▸ Passage to read:
>> Begin

GWHH: Yeah, we actually are among a network of blogs and a ton of them leak full albums and that's something that we don't believe in. And quite frankly, when an album comes out, we just put out a couple tracks out there and usually put out a buy link. So that when readers see that, they sample a few tracks and then can easily buy the album off iTunes or Amazon. Hopefully the strategy works..

Solar: I want to take advantage of the internet to its full capacity. We personally at 7 Grand Records don't have a problem with it.So we're not angry with them, the ones who got the album for free when it came out. What we're saying is that we hope that you like it so you can buy copies - buy a copy for somebody, buy a copy for yourself, so that we know you're supporting 7 Grand. It's not about us shining in Lambourghinis and Rolls Royces and you know running around with them chicks, it's just a matter of us being real to hip hop. And as much as we're being real to the fans and being real to hip hop, we need the fans and the real hip hop heads to be real to us. Cuz you have to understand that again, there are people out there that don't want to see hip hop come back to some kind of good place again. And see it be about the music again. They'd rather keep selling you bling and more bling and whatever else comes with that, you know what I mean?

>> End

▸ Supplied information:
>> Begin

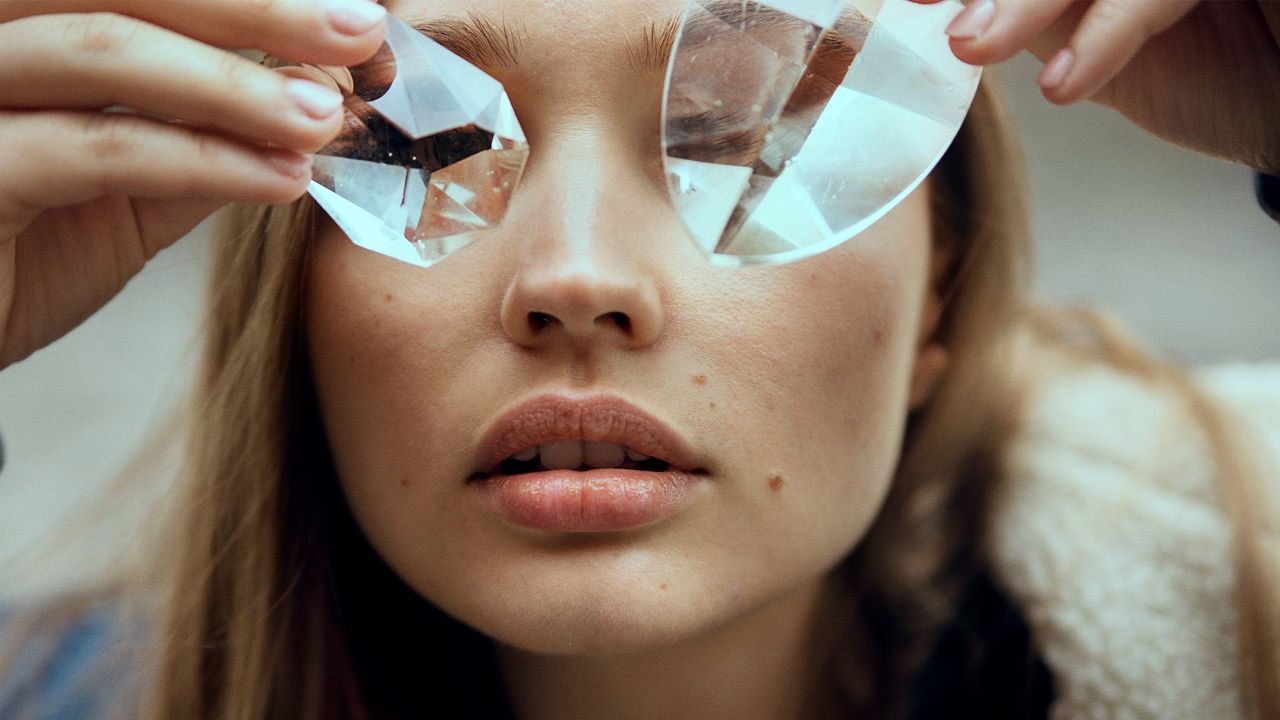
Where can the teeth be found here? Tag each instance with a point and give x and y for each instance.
(572, 454)
(562, 455)
(603, 454)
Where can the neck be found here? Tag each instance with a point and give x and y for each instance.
(757, 666)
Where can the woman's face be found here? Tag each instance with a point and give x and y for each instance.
(786, 386)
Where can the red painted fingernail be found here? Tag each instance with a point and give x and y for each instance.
(1056, 69)
(973, 21)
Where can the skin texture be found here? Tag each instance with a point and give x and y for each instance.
(792, 382)
(87, 197)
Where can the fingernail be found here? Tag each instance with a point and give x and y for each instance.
(355, 17)
(1056, 69)
(973, 21)
(314, 99)
(288, 163)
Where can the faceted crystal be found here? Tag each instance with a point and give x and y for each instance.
(791, 126)
(429, 154)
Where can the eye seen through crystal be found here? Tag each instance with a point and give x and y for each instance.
(791, 126)
(429, 155)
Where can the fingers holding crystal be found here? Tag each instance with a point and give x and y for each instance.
(1084, 45)
(97, 154)
(1107, 37)
(338, 32)
(101, 60)
(992, 31)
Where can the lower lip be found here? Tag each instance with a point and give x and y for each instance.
(592, 501)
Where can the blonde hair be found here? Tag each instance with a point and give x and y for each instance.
(264, 611)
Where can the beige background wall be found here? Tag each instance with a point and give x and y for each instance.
(1170, 241)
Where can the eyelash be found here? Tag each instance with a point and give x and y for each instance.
(717, 140)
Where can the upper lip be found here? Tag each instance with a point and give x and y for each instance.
(595, 419)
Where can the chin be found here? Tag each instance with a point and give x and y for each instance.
(595, 609)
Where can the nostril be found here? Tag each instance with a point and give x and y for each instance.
(539, 320)
(621, 319)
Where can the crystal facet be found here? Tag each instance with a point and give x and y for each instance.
(429, 154)
(791, 126)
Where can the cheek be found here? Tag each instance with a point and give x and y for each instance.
(816, 364)
(380, 340)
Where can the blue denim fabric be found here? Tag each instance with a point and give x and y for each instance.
(69, 673)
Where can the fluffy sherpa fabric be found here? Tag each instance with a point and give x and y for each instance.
(1112, 538)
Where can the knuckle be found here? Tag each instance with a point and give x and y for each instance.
(101, 33)
(109, 139)
(234, 72)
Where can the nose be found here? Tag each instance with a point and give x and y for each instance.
(592, 236)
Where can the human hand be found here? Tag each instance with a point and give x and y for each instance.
(1200, 74)
(90, 194)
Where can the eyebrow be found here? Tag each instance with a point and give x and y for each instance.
(476, 39)
(653, 51)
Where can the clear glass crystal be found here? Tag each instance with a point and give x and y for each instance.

>> End

▸ Task to carry out:
Write the next part of the interview on album leaks and 7 Grand Records, picking up after its last sentence. The lines are not needed for anything here.

▸ Written reply:
GWHH: Yeah, for sure. So while I got ya, they call you "Super Producer" Solar and I was just curious as to how that came about? And also maybe what other talents you have anywhere else?

Solar: Well, that wasn't a term that was coined just for me. But most notably here in New York, Ralph McDaniels who was the host of a show called Video Music Box, which is prolly the pre-cursor to Rap City and every other New York TV Raps pretty much, who was one of the founding fathers of hip hop in his own way. We were doing this radio show and he referred to me as "Super Producer Extraordinaire". So we dropped the 'Extraordinaire' and we were gettin' that look from a bunch of different places poppin' up. It's the aura of it - you know, it stuck. At the same time, it's something that I take very proudly and I don't take it very lightly cuz I think that's a title that you definitely have to live up to. And if you don't it becomes embarrassing if somebody is callin you that, but in time you're not really reppin' that properly. So I think the body of work, I think if you just click on my discography, I think the fans out there can definitely see that, it's not just Guru but you look at all the people who I've worked with I'm sure they all to some degree that I got it together behind the boards.

You know, as a producer, I don't really agree with all that over-the-top success I see some of these dudes havin'. I mean it looks good for them I guess, but for me it's not necessary. I really just enjoy making good music, and real music not founded corporations don't really share that point of view with me and Guru.

GWHH: Yeah, I totally respect that. That's awesome.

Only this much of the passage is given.